ИСХОДНЫЙ ОТРЫВОК:
***
Для куратора Дженса Хоффмана, который организовал выставку и семинар «Институция 2» в Музее Современного искусства Киазма в Хельсинки в 2003 г., предметом исследования был уже не музей, а практики десяти европейских художественных институций, «которые манифестировали гибкий и прогрессивный подход к критическому взаимодействию искусства с аудиторией»[16]. Заявленная цель заключалась в исследовании многообразия институциональных моделей, которые выявляли различия между институциями и их стратегиями.
Северный Институт Современного искусства (NIFCA) организовал множество выставок и семинаров под руководством Нины Мёнтман (2003-2006). В тесном сотрудничестве с художниками и кураторами были проанализированы условия производства и формы «освободительной практики» (emancipatory practice) в новых институциях. Проект «Непрозрачность. Текущие аспекты художественных институций и экономика желания» был посвящен обсуждению возможностей критической практики как противоположной требованиям прозрачной структуры и деятельности институций, в то время как «Пространство конфликта» художников Майка Боуда и Стэффана Шмидта совместно с семью институциями из Берлина, Осло, Копенгагена, Вильнюса, Мальмё и Хельсинки работало с физическим институциональным пространством.
***
ПРЕДОСТАВЛЕННЫЕ ДАННЫЕ:

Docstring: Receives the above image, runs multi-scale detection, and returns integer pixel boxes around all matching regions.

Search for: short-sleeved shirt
***
ЗАДАНИЕ 1: Перечислите города, в которых находились семь институций, участвовавших в «Пространстве конфликта», согласно отрывку о художественных институциях.
ЗАДАНИЕ 2: Обновите участок отрывка о художественных институциях от слов «Для куратора Дженса» до слов «и их стратегиями.» включительно, поставив «Kiasma» вместо «Киазма».

РЕЗУЛЬТАТ 1: Берлин, Осло, Копенгаген, Вильнюс, Мальмё, Хельсинки

РЕЗУЛЬТАТ 2:
Для куратора Дженса Хоффмана, который организовал выставку и семинар «Институция 2» в Музее Современного искусства Kiasma в Хельсинки в 2003 г., предметом исследования был уже не музей, а практики десяти европейских художественных институций, «которые манифестировали гибкий и прогрессивный подход к критическому взаимодействию искусства с аудиторией»[16]. Заявленная цель заключалась в исследовании многообразия институциональных моделей, которые выявляли различия между институциями и их стратегиями.